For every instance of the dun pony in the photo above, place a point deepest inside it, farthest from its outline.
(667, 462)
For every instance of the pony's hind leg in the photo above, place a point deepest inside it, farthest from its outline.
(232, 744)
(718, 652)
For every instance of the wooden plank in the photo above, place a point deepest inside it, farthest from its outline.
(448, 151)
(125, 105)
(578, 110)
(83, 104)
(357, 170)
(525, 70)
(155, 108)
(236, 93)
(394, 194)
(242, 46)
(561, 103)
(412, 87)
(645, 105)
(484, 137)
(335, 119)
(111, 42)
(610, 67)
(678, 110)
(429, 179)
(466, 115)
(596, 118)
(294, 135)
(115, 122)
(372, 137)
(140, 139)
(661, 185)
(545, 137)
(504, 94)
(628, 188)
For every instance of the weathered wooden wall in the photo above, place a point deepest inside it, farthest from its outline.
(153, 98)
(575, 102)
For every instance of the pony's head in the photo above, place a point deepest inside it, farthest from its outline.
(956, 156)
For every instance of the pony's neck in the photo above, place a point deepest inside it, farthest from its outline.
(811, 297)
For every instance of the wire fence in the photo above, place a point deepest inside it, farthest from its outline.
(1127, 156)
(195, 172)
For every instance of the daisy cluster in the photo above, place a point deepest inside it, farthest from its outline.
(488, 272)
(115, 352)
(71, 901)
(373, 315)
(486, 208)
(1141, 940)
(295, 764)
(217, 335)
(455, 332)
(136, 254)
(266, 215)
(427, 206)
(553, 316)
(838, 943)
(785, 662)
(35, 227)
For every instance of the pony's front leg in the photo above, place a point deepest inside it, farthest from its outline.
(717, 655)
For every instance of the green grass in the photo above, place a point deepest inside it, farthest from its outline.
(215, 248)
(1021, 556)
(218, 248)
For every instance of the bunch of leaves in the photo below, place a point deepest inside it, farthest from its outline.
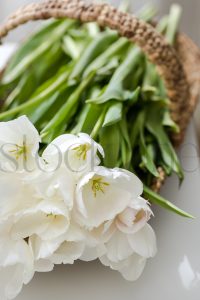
(82, 78)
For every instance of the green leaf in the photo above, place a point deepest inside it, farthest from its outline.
(96, 47)
(146, 156)
(125, 144)
(42, 93)
(88, 118)
(27, 60)
(154, 126)
(32, 43)
(115, 90)
(71, 47)
(69, 108)
(168, 122)
(113, 115)
(110, 141)
(159, 200)
(104, 58)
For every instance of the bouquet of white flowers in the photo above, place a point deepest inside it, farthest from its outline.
(85, 139)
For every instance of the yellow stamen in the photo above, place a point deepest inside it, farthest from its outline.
(98, 185)
(81, 151)
(20, 150)
(139, 216)
(51, 215)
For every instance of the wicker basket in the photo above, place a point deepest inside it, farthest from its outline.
(179, 67)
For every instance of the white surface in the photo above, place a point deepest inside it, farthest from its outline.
(173, 274)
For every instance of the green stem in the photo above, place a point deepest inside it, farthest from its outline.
(39, 98)
(98, 124)
(67, 110)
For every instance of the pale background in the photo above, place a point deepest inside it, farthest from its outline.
(175, 272)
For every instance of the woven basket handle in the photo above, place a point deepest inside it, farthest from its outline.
(144, 35)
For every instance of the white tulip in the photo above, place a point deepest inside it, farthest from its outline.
(77, 153)
(48, 220)
(134, 217)
(103, 194)
(130, 268)
(132, 241)
(16, 267)
(19, 144)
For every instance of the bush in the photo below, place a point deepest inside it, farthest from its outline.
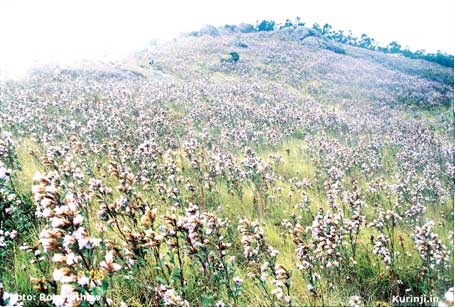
(246, 28)
(266, 25)
(335, 49)
(234, 58)
(209, 30)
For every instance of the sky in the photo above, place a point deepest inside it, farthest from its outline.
(64, 31)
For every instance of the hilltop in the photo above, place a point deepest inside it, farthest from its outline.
(272, 168)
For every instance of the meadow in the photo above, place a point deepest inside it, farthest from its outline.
(296, 176)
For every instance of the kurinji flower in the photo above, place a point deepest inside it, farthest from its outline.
(108, 263)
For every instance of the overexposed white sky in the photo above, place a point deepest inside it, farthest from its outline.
(61, 31)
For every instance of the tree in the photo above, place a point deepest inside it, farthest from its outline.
(326, 29)
(367, 42)
(298, 22)
(316, 27)
(266, 25)
(288, 23)
(394, 47)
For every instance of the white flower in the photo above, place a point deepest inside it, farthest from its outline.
(83, 280)
(3, 172)
(78, 220)
(355, 301)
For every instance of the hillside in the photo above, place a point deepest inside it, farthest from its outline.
(295, 176)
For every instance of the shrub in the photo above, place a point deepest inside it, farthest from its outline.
(266, 25)
(246, 28)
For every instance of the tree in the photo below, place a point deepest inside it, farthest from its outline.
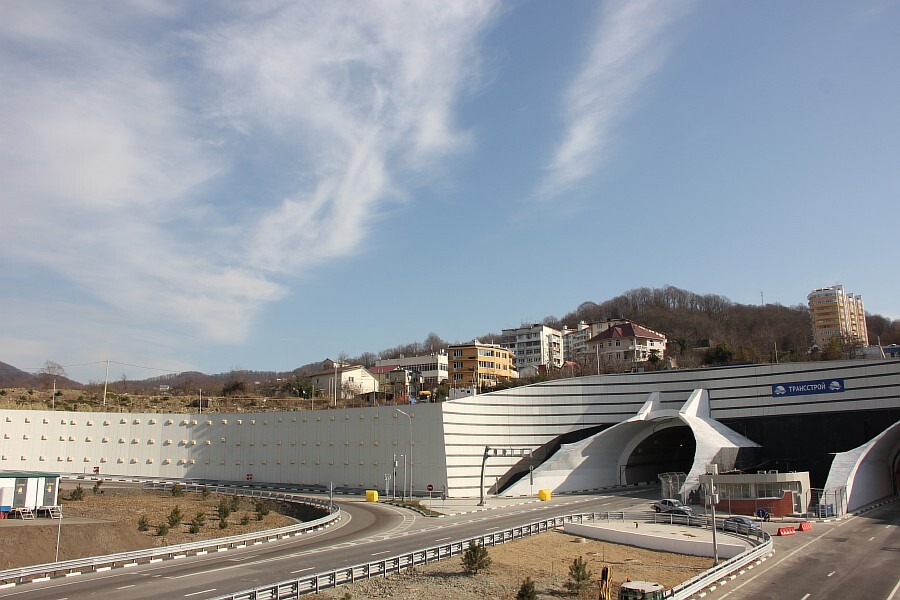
(175, 517)
(579, 575)
(476, 559)
(50, 372)
(527, 591)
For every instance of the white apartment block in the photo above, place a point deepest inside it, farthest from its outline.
(433, 368)
(533, 345)
(836, 314)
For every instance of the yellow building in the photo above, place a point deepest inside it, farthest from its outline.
(835, 313)
(486, 364)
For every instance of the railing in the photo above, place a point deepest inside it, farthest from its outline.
(310, 584)
(48, 570)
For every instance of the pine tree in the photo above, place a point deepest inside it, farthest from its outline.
(476, 559)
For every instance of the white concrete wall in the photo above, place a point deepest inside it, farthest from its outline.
(350, 447)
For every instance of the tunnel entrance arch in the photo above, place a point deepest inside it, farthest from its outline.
(667, 449)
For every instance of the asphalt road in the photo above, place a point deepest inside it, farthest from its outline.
(367, 532)
(858, 557)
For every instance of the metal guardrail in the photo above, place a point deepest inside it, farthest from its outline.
(310, 584)
(24, 574)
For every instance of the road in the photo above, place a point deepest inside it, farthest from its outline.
(858, 557)
(366, 532)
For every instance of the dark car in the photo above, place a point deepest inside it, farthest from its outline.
(739, 524)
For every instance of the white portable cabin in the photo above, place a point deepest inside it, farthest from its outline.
(31, 491)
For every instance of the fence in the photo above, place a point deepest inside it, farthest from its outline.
(45, 571)
(294, 588)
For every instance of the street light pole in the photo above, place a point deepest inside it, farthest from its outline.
(408, 416)
(58, 532)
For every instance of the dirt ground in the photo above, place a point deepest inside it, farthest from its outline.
(545, 558)
(113, 527)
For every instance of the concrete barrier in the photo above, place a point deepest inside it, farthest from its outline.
(655, 538)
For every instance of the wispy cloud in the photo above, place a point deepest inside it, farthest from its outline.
(629, 45)
(129, 133)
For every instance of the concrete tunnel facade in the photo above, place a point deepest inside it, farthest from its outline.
(612, 457)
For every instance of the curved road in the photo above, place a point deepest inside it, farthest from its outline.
(858, 557)
(372, 530)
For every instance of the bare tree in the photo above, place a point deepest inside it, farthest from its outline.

────

→ **OBJECTIVE**
Please render every item above as a numbered list, skipping any blank lines. Leave the pictures out of your answer.

→ **OUTPUT OF THE EXERCISE**
1. For every instance of the dun pony in the photo above, place a point deepest inside it, farthest from its outline.
2. (667, 462)
3. For every instance of the pony's hind leg in the photo above, place a point deepest inside it, farthest from its outline.
4. (232, 744)
5. (718, 652)
6. For every instance of the wooden plank in the photo above, place a point deepest inside it, farthest from its outline.
7. (448, 151)
8. (125, 105)
9. (578, 110)
10. (83, 104)
11. (357, 170)
12. (525, 70)
13. (155, 108)
14. (236, 93)
15. (394, 194)
16. (242, 46)
17. (561, 103)
18. (412, 87)
19. (645, 105)
20. (484, 137)
21. (335, 119)
22. (111, 42)
23. (610, 67)
24. (678, 110)
25. (429, 179)
26. (466, 115)
27. (596, 118)
28. (294, 135)
29. (115, 122)
30. (372, 137)
31. (140, 139)
32. (661, 185)
33. (545, 137)
34. (504, 94)
35. (628, 188)
36. For every instance of the weathered wooden wall in the photo above, place a point deepest inside it, farthest from its outline.
37. (153, 98)
38. (575, 102)
39. For every instance of the pony's head in the photo above, place a point deepest inside it, farthest from its outline.
40. (956, 156)
41. For every instance of the pony's neck in the photo above, place a point deepest inside it, farthest from its outline.
42. (811, 297)
43. For every instance of the wire fence in the photo above, place a point deepest inside it, farthest from its outline.
44. (1127, 156)
45. (195, 172)
46. For every instance of the daisy cluster in the photo above, place a point deepest inside it, farthest from its outline.
47. (488, 272)
48. (115, 352)
49. (71, 901)
50. (373, 315)
51. (486, 208)
52. (1141, 940)
53. (295, 764)
54. (217, 335)
55. (455, 332)
56. (136, 254)
57. (266, 215)
58. (427, 206)
59. (553, 316)
60. (838, 943)
61. (785, 662)
62. (35, 227)
63. For every instance of the pony's front leg in the photo above, place a point deepest inside it, farthest from its outline.
64. (717, 655)
65. For every instance of the green grass in the photo above, place a point deepest inside it, farthest from its outline.
66. (215, 248)
67. (1021, 556)
68. (218, 248)
69. For every instance of the bunch of leaves in the photo below, place a point deepest inside it, farthest from its outline.
70. (82, 78)
71. For every instance of the green leaf in the photo above, place a point deepest inside it, farthest from its outline.
72. (96, 47)
73. (146, 156)
74. (125, 144)
75. (42, 93)
76. (88, 118)
77. (27, 60)
78. (154, 126)
79. (32, 43)
80. (115, 90)
81. (71, 47)
82. (69, 108)
83. (168, 122)
84. (113, 115)
85. (110, 141)
86. (159, 200)
87. (104, 58)
88. For every instance of the bouquet of white flowers in the photo above, place a point deepest inside it, farthest from its outline.
89. (85, 139)
90. For every instance of the yellow stamen in the photo above, place a point deepest inside it, farthest from its outline.
91. (98, 185)
92. (81, 151)
93. (20, 150)
94. (139, 216)
95. (51, 215)
96. For every instance of the wicker basket in the photo above, place a point deepest inside it, farthest from its outline.
97. (179, 67)
98. For every instance of the white surface in the photo above, place a point deepest inside it, farthest from its outline.
99. (173, 274)
100. For every instance of the green stem in the photo above, place a point deepest inside it, farthest from its outline.
101. (39, 98)
102. (98, 124)
103. (67, 110)
104. For every instance of the pale background in the photo above, place a point deepest inside it, farthest from its outline.
105. (175, 272)
106. For every instance of the woven basket handle in the photo above, place a point deepest inside it, farthest from its outline.
107. (144, 35)
108. For every instance of the white tulip in the photo above, place a point deepest inside it, farthest from its outline.
109. (77, 153)
110. (48, 220)
111. (134, 217)
112. (103, 194)
113. (130, 268)
114. (132, 241)
115. (16, 267)
116. (19, 144)
117. For every instance of the bush in the photo below, place a point deepest inside it, farthest from its outline.
118. (246, 28)
119. (266, 25)
120. (335, 49)
121. (234, 58)
122. (209, 30)
123. For every instance of the sky in the photo above, place a point deepest inside it, farthest from its outline.
124. (64, 31)
125. For every instance of the hilltop in the photo above, place a point deepest inside it, farthest from its outline.
126. (272, 168)
127. For every instance of the meadow in the photo above, place a point deepest inside it, farthest from its outline.
128. (296, 176)
129. For every instance of the kurinji flower in the photo above, place a point deepest inside it, farthest from its outline.
130. (108, 263)
131. For every instance of the overexposed white sky in the photo above, place a point deepest inside it, farthest from its outline.
132. (61, 31)
133. For every instance of the tree in the photo above, place a point deepest inside it, farthest from its outline.
134. (326, 29)
135. (367, 42)
136. (298, 22)
137. (316, 27)
138. (266, 25)
139. (288, 23)
140. (394, 47)
141. For every instance of the white flower in the photo above, place a point deepest inside it, farthest from its outline.
142. (83, 280)
143. (3, 172)
144. (78, 220)
145. (355, 301)
146. For every instance of the hillside in the photo above, place a point deepest inside it, farthest from its outline.
147. (295, 176)
148. For every instance of the shrub in the photo above, place a point deepest inside it, farthest from its outline.
149. (266, 25)
150. (246, 28)
151. For every instance of the tree in the photo below, place a point deepest inside it, farthest from its outline.
152. (175, 517)
153. (579, 575)
154. (476, 559)
155. (50, 372)
156. (527, 591)
157. For every instance of the white apartment block in the photo above, place a point deepest inside it, farthest from its outline.
158. (433, 368)
159. (533, 345)
160. (836, 314)
161. For every instance of the yellow building in the photo above, place a point deepest inside it, farthest from its outline.
162. (835, 313)
163. (486, 364)
164. For every instance of the railing in the photo above, place a point deepest inside it, farthest from its outline.
165. (310, 584)
166. (48, 570)
167. For every instance of the pine tree in the photo above, place a point deepest inside it, farthest from its outline.
168. (476, 559)
169. For every instance of the white concrete wall in the photo above, place a point deepest inside it, farthest from its outline.
170. (350, 447)
171. For every instance of the tunnel entrance arch in the photo above, place a point deepest inside it, farthest from its outline.
172. (667, 449)
173. For every instance of the asphalt road in the photo above, place a point deepest inside it, farthest from its outline.
174. (367, 532)
175. (858, 557)
176. For every instance of the metal guardrail in the photo above, place a point deepest inside it, farthest from its outline.
177. (310, 584)
178. (24, 574)
179. For every instance of the road in the photo above, place a point deepest inside it, farthest from its outline.
180. (858, 557)
181. (366, 532)
182. For every instance of the dark car in the photo above, place a point deepest inside it, farthest from its outline.
183. (739, 524)
184. For every instance of the white portable cabin in the photo above, place a point deepest inside it, farthest from its outline.
185. (31, 491)
186. For every instance of the fence in the photo above, place a point deepest inside it, farthest from its outline.
187. (45, 571)
188. (294, 588)
189. For every instance of the street light pole in the photo above, place a point deepest inside it, farthest from its outline.
190. (408, 416)
191. (58, 532)
192. For every instance of the dirt ground in the photo above, place a point deepest inside it, farthest from its outline.
193. (545, 558)
194. (113, 527)
195. For every instance of the concrete barrier in the photo above, place a point deepest inside it, farthest from its outline.
196. (655, 538)
197. For every instance of the wispy cloud in the photo above, place a point deepest inside it, farthest from its outline.
198. (629, 45)
199. (129, 133)
200. For every instance of the concrete tunnel facade in the photo above, place a point deepest inside it, farthest from its outline.
201. (612, 457)
202. For every instance of the curved road in the photo above, place a point deepest inside it, farthest from its outline.
203. (858, 557)
204. (372, 530)
205. For every instance of the bare tree in the photo above, place a point deepest inside it, farthest from its outline.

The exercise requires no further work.